TASK DETAILS -
Every word of the data below has to be copied faithfully.

SUPPLIED DATA -
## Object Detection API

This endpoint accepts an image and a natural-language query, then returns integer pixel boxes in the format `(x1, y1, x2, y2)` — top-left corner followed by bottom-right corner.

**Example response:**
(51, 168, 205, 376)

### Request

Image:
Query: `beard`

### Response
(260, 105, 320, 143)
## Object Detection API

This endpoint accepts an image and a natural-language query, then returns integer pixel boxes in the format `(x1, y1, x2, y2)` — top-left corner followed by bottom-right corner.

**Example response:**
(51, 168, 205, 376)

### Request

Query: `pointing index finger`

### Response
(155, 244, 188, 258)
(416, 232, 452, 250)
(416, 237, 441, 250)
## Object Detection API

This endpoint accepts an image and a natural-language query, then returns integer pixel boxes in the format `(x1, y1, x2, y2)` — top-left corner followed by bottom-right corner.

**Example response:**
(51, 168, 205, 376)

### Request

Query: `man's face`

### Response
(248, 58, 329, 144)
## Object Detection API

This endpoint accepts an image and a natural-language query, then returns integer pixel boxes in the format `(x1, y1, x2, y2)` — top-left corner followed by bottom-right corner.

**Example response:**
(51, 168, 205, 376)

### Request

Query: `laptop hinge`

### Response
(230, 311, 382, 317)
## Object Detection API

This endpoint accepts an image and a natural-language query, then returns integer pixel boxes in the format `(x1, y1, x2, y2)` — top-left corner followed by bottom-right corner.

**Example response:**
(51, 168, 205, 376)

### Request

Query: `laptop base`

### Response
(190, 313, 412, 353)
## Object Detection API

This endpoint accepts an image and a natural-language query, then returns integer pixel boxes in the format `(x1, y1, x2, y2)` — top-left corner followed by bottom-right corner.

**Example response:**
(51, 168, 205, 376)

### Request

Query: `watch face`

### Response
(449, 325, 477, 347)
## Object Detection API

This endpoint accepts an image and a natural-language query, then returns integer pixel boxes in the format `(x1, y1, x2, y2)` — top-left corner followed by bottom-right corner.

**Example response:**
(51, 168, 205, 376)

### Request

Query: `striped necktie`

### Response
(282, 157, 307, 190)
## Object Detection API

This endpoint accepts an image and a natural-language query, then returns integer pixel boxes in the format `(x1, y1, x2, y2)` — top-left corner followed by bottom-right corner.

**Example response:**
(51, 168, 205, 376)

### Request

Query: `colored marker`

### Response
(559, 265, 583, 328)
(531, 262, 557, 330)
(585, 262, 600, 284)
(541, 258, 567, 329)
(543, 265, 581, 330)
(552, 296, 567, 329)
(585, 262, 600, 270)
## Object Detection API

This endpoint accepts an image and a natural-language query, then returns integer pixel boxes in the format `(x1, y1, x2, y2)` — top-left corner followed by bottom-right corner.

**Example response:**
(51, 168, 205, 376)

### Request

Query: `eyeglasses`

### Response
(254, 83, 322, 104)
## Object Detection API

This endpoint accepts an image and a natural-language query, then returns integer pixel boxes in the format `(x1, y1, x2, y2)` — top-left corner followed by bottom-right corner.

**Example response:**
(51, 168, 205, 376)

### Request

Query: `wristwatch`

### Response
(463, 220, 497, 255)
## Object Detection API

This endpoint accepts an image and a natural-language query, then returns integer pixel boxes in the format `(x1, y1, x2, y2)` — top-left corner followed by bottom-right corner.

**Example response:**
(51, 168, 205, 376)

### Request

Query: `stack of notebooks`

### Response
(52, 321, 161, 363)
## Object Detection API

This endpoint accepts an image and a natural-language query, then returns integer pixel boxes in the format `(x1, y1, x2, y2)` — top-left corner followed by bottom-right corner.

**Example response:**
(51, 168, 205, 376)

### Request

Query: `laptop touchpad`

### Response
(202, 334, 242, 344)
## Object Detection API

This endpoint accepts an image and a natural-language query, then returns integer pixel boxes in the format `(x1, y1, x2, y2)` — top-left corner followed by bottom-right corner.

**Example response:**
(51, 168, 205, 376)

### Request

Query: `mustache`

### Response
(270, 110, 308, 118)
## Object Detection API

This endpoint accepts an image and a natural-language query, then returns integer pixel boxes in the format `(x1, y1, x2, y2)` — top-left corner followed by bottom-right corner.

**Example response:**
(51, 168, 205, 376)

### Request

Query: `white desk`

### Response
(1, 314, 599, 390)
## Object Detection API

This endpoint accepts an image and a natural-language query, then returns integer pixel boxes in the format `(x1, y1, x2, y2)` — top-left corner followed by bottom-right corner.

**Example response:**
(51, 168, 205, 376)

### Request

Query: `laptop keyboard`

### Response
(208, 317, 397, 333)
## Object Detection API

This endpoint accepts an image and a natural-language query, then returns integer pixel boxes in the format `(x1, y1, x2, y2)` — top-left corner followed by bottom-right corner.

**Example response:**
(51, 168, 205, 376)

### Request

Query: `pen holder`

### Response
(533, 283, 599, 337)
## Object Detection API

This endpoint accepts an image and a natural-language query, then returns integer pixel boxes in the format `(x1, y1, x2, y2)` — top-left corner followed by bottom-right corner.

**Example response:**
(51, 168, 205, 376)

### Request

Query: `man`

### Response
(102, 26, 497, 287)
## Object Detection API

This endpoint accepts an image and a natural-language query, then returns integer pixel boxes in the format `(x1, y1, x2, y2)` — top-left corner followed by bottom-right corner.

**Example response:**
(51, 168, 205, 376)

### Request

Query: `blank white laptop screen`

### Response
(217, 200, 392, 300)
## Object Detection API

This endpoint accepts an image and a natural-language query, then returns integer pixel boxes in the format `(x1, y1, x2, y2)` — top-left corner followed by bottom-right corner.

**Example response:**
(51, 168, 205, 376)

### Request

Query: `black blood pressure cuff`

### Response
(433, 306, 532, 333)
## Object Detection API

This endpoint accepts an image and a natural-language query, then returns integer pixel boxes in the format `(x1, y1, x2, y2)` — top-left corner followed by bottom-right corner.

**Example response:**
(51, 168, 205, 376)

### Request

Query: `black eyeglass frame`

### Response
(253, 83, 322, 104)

RESPONSE AREA -
## Object Detection API

This endpoint accepts an image and a natural-language query, then returns integer pixel boxes in the format `(x1, y1, x2, y2)` — top-left corner followed by bottom-right corner.

**Example response:**
(51, 168, 205, 376)

### Request

Image:
Query: `beard`

### Response
(260, 105, 320, 143)
## Object Detection API

This endpoint accepts an image and a natural-language query, then returns integer pixel boxes in the format `(x1, y1, x2, y2)` — top-left corner followed by bottom-right corner.

**Example response:**
(51, 168, 205, 376)

### Request

Query: `pointing index finger`

### Response
(155, 244, 188, 258)
(416, 232, 452, 250)
(416, 237, 441, 250)
## Object Detection API

This endpoint accepts an image and a natural-language query, then returns integer pixel boxes in the format `(x1, y1, x2, y2)` — top-left corner followed by bottom-right corner.

**Example response:**
(51, 168, 205, 376)

### Request

Query: `man's face`

### Response
(248, 58, 329, 144)
## Object Detection API

This endpoint accepts an image and a natural-language query, then returns integer pixel boxes in the format `(x1, y1, x2, y2)` — top-left corner followed by bottom-right corner.

**Example response:**
(51, 168, 205, 376)

### Request

Query: `laptop hinge`

### Response
(230, 311, 382, 317)
## Object Detection API

This endpoint accepts an image and a natural-language query, then returns integer pixel boxes in the format `(x1, y1, x2, y2)` — top-left corner followed by bottom-right corner.

**Example response:**
(51, 168, 205, 376)

### Request

Query: `laptop base`

### Response
(190, 313, 412, 353)
## Object Detection API

This endpoint accepts an image and a natural-language query, then returns integer pixel boxes in the format `(x1, y1, x2, y2)` — top-left corner followed by bottom-right corner.

**Example response:**
(51, 168, 205, 376)

### Request

Query: `watch face`

### Response
(449, 325, 477, 347)
## Object Detection API

This endpoint accepts an image and a natural-language query, then returns integer pixel boxes in the format `(x1, y1, x2, y2)` — top-left corner followed by bottom-right corner.

**Example response:**
(51, 168, 205, 376)

### Request

Query: `striped necktie`

### Response
(282, 157, 307, 190)
## Object Detection API

This endpoint accepts an image and a natural-language query, then returns integer pixel boxes in the format `(x1, y1, x2, y2)` — top-left corner followed by bottom-right corner.

**Example response:**
(51, 168, 205, 376)

### Request

Query: `colored marker`

### Response
(559, 265, 583, 328)
(531, 262, 557, 330)
(585, 262, 600, 284)
(541, 258, 567, 329)
(543, 265, 581, 330)
(552, 296, 567, 329)
(585, 262, 600, 270)
## Object Detection API

This endpoint accepts an image and a natural-language query, then returns integer pixel boxes in the format `(x1, y1, x2, y2)` — top-left corner followed by bottom-right corner.

**Example response:**
(51, 168, 205, 376)

### Request

Query: `eyeglasses`

### Response
(254, 83, 322, 104)
## Object Detection API

This endpoint accepts an image and a natural-language query, then returns integer pixel boxes in the format `(x1, y1, x2, y2)` — top-left corner followed by bottom-right corner.

**Example response:**
(51, 168, 205, 376)

### Request

Query: `wristwatch`

### Response
(463, 220, 497, 255)
## Object Detection API

This endpoint accepts an image and a natural-language query, then returns integer pixel boxes in the format `(x1, y1, x2, y2)` — top-left corner followed by bottom-right corner.

**Example response:**
(51, 168, 205, 376)

### Request

Query: `stack of notebooks`

### Response
(52, 321, 161, 363)
## Object Detection API

This endpoint accepts an image and a natural-language query, then returns integer pixel boxes in the format `(x1, y1, x2, y2)` — top-left corner followed by bottom-right corner.

**Example response:**
(51, 168, 205, 376)

### Request

Query: `laptop touchpad`

### Response
(202, 334, 242, 344)
## Object Detection API

This endpoint accepts an image and a natural-language query, then returns integer pixel boxes in the format `(x1, y1, x2, y2)` — top-left corner followed by bottom-right corner.

**Example response:**
(51, 168, 205, 376)

### Request

Query: `mustache`

### Response
(270, 110, 308, 118)
## Object Detection API

This endpoint accepts an image and a natural-language query, then returns integer pixel boxes in the format `(x1, y1, x2, y2)` — top-left corner followed by bottom-right corner.

**Example response:**
(51, 168, 205, 376)

### Request

Query: `white desk`

### Response
(1, 314, 599, 390)
## Object Detection API

This endpoint accepts an image and a natural-language query, then returns integer pixel boxes in the format `(x1, y1, x2, y2)` — top-left corner followed by bottom-right corner.

**Example response:**
(51, 168, 205, 376)

### Request

Query: `laptop keyboard`

### Response
(208, 317, 397, 333)
## Object Detection API

This endpoint accepts an image and a natural-language query, then returns integer pixel boxes in the format `(x1, y1, x2, y2)` — top-left corner followed by bottom-right corner.

**Example response:**
(51, 168, 205, 376)

### Request

Query: `pen holder`

### Response
(533, 283, 599, 337)
## Object Detection API

This endpoint accepts an image and a natural-language query, then returns integer pixel boxes in the format `(x1, y1, x2, y2)` — top-left corner followed by bottom-right corner.

**Example response:**
(51, 168, 205, 376)

### Request

Query: `man`

### Response
(102, 26, 497, 287)
## Object Detection API

This endpoint accepts an image and a natural-language query, then returns integer pixel boxes in the format `(x1, y1, x2, y2)` — top-left corner followed by bottom-right corner.

**Example response:**
(51, 168, 205, 376)

### Request

Query: `blank white laptop screen`

### Response
(217, 200, 392, 300)
## Object Detection API

This endpoint accepts an image and a natural-language query, then returns integer pixel boxes in the format `(x1, y1, x2, y2)` — top-left corner followed by bottom-right corner.

**Example response:**
(51, 168, 205, 376)

### Request

Query: `black blood pressure cuff`

### Response
(433, 306, 532, 333)
## Object Detection API

This endpoint accepts an image and a natural-language query, then returns integer pixel boxes in the format `(x1, y1, x2, y2)` — top-left corner followed by bottom-right corner.

**Example response:**
(51, 168, 205, 376)

### Request

Query: `black eyeglass frame`

### Response
(253, 83, 322, 104)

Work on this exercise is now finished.